Diabetes mellitus is probably as old as mankind. We know that the ancient Egyptians gave an accurate description of the condition. The name came from the way the Greeks described diabetes 2,500 years ago. Diabetes means a siphon or 'running through.' Mellitus refers to the sweetness of honey. People with diabetes urinated more often than normal and their urine was found to be sweet. Hence, people with these symptoms were said to have diabetes mellitus.
Today we know more about the condition but the symptoms remain the same. Diabetes mellitus describes a group of disorders that have one feature in common. There is a greater than normal amount of sugar (glucose) in the blood.
Glucose (the main sugar in the blood) is necessary for cells of the body to function properly. It is the main source of fuel for all cells and the only fuel for some. For instance, it is the only nutrient the brain can use as fuel. Glucose is supplied by the food that we eat and by the liver, which serves as a factory to manufacture it. Once in the blood, it can be carried to the tissues and used by all cells for energy.
Insulin is a hormone that is produced in the pancreas. It is needed for the glucose to enter, and be used by, certain cells of the body (especially muscle). Without insulin, glucose stays in the blood where it accumulates. When the level of glucose gets too high, the diagnosis of diabetes is made.

- [Exercise]: State whether each statement agrees with the passage on diabetes mellitus, answering yes or no and quoting the passage's deciding words: (a) the name "diabetes" comes from the way the ancient Egyptians described the condition; (b) glucose is the only nutrient the brain can use as fuel; (c) insulin is produced in the liver.

- [Material supplied]:

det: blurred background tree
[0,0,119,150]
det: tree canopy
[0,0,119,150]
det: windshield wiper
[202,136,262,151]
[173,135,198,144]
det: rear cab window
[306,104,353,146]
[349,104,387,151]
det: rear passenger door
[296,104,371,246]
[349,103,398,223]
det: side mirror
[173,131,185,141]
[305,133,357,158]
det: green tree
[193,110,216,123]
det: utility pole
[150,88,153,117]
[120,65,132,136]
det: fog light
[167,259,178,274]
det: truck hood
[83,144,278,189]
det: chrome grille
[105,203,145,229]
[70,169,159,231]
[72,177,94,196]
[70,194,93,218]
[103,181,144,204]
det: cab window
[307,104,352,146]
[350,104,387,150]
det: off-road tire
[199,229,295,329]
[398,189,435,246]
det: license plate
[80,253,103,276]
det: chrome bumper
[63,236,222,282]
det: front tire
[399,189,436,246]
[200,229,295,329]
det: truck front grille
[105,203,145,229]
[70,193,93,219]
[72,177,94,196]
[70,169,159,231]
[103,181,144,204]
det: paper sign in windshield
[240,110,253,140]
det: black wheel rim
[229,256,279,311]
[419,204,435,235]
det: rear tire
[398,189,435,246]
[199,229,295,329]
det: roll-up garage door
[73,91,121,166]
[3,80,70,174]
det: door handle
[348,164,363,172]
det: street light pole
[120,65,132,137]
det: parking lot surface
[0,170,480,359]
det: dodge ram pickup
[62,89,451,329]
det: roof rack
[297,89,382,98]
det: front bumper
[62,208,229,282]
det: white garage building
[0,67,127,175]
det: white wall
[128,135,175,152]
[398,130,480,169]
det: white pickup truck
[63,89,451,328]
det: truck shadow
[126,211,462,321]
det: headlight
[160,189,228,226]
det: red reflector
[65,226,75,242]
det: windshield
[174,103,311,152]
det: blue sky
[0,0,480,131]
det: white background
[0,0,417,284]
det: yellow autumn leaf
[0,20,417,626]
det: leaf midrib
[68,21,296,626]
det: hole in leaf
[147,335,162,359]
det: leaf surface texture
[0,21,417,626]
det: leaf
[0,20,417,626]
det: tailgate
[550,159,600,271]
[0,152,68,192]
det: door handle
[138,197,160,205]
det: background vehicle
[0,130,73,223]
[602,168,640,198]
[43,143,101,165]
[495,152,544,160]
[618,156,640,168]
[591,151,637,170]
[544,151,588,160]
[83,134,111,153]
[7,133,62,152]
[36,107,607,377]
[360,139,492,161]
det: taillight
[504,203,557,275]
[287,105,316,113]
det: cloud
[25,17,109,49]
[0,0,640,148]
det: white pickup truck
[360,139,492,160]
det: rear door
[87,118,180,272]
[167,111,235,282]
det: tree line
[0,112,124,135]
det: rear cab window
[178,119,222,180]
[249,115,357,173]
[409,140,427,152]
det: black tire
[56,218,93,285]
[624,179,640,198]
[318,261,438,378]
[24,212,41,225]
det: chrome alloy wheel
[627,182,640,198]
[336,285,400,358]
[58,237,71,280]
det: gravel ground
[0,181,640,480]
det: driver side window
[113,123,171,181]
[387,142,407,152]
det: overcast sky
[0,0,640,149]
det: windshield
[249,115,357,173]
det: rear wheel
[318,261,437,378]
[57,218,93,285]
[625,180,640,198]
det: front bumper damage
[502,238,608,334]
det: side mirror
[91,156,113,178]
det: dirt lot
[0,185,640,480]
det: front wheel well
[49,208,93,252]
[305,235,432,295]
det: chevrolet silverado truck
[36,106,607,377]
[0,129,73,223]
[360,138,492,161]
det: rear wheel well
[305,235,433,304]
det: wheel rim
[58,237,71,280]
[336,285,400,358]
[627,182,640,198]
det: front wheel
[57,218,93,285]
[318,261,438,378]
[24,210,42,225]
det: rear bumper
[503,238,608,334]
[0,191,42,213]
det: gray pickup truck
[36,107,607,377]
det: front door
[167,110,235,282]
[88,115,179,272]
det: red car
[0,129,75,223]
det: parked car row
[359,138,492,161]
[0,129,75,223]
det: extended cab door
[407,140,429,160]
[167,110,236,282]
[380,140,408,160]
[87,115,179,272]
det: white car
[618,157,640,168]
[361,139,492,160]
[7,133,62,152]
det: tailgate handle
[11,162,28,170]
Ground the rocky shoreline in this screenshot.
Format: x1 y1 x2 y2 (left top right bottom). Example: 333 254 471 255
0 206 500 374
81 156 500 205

- [Solution to the exercise]:
(a) No: "The name came from the way the Greeks described diabetes 2,500 years ago."
(b) Yes: "it is the only nutrient the brain can use as fuel."
(c) No: "Insulin is a hormone that is produced in the pancreas."